_Request_: Copy out the records below, swapping every "bounding box" for "rectangle" and keeping everything else unchanged.
╭──
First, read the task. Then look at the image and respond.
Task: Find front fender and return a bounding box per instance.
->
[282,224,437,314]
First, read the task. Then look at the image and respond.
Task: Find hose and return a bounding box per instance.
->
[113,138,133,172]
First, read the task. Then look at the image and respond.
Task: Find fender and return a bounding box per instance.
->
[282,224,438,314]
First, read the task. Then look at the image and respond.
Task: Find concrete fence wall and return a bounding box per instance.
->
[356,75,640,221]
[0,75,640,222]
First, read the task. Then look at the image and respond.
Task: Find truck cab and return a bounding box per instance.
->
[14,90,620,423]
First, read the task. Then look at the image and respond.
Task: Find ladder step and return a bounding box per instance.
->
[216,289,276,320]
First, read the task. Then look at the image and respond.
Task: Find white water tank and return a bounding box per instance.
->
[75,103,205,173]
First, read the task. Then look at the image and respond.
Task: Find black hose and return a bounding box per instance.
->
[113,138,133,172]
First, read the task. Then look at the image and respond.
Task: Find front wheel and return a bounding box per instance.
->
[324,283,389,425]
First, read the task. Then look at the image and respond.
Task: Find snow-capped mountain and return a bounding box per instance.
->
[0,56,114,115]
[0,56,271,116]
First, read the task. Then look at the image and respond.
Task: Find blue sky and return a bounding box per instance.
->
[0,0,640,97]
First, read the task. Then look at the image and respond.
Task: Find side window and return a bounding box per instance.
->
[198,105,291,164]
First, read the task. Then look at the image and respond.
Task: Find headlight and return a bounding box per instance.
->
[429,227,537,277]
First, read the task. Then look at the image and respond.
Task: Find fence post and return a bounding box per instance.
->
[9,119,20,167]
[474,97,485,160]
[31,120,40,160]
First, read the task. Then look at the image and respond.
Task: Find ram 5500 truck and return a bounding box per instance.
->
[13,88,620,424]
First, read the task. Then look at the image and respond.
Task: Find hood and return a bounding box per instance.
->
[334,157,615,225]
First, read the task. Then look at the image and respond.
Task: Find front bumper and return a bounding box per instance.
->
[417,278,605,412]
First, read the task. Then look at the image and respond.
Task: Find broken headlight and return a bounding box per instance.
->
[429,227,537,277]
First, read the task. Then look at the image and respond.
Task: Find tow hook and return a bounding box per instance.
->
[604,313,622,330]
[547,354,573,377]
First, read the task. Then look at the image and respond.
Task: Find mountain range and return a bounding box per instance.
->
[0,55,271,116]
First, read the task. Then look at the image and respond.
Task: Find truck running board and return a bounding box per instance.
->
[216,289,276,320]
╰──
_Output for this task_:
First, read the task. Then look at the image and respond.
Task: Find front fender and return a rectangle per instance.
->
[282,224,437,314]
First, read the task. Then look at the image and respond.
Task: Find hose and return a rectangle per instance.
->
[113,138,133,172]
First, read the task. Then look at the image and respond.
Task: Find fender and return a rectangle per instance.
->
[282,224,438,314]
First, read the task. Then look at the image and respond.
Task: Find concrete fence wall and return a rectangle per instance.
->
[356,75,640,221]
[0,75,640,222]
First, read the task. Then look at the image and respond.
Task: Find truck cab and return a rectangle per instance.
->
[14,90,620,423]
First, read the task. Then look at the image and respond.
Task: Find ladder step and return a rectangle per instance.
->
[216,289,276,320]
First, read the task. Then look at the image and respond.
Task: Find white water tank and return a rectangle per instance.
->
[75,103,205,173]
First, read the task. Then look at the image and respond.
Task: Find black hose and return a rectangle per instance.
->
[113,138,133,172]
First, read the task. Then look at the image and respond.
Task: Find front wheel and return a rectangle per instance.
->
[324,283,389,425]
First, read the task. Then look at the image and respond.
Task: Find snow-capped mountain and return a rectangle per instance.
->
[0,56,114,115]
[0,56,271,116]
First, read the task. Then look at the image and respond.
Task: Find blue sky and return a rectangle per instance.
->
[0,0,640,97]
First, read the task. Then look at the image and respond.
Task: Find side window and return a rectangle per instance.
->
[198,105,291,164]
First, read the task. Then look at the image and respond.
Task: Find headlight and return a rectangle per instance.
->
[429,227,537,277]
First, read the task. Then look at the image and respond.
Task: Find fence post and return a rectangle per instance.
->
[9,119,20,167]
[474,97,485,160]
[31,120,40,160]
First, read the task. Then look at the image and respond.
Task: Find ram 5500 truck and return a rectangle per instance.
->
[13,88,620,424]
First, read the task. Then look at the image and respond.
Task: Find hood and return a rectangle per instance.
->
[334,157,615,225]
First, read the task. Then look at the image and respond.
Task: Find front bumper and return a rectangle per instance.
->
[417,278,605,412]
First, read the task. Then look at the image and respond.
Task: Find broken headlight and return a rectangle per instance.
->
[429,227,537,277]
First, read the task. Then look at the image and respond.
Task: Find tow hook and return a rectangle per instance.
->
[604,313,622,330]
[547,354,573,377]
First, read the task. Then look at the image and respond.
Task: Find mountain range and return a rectangle per instance.
->
[0,55,271,116]
First, read the task. Then look at the image and respond.
Task: Find truck running board and return a rectangle per instance.
->
[216,289,276,320]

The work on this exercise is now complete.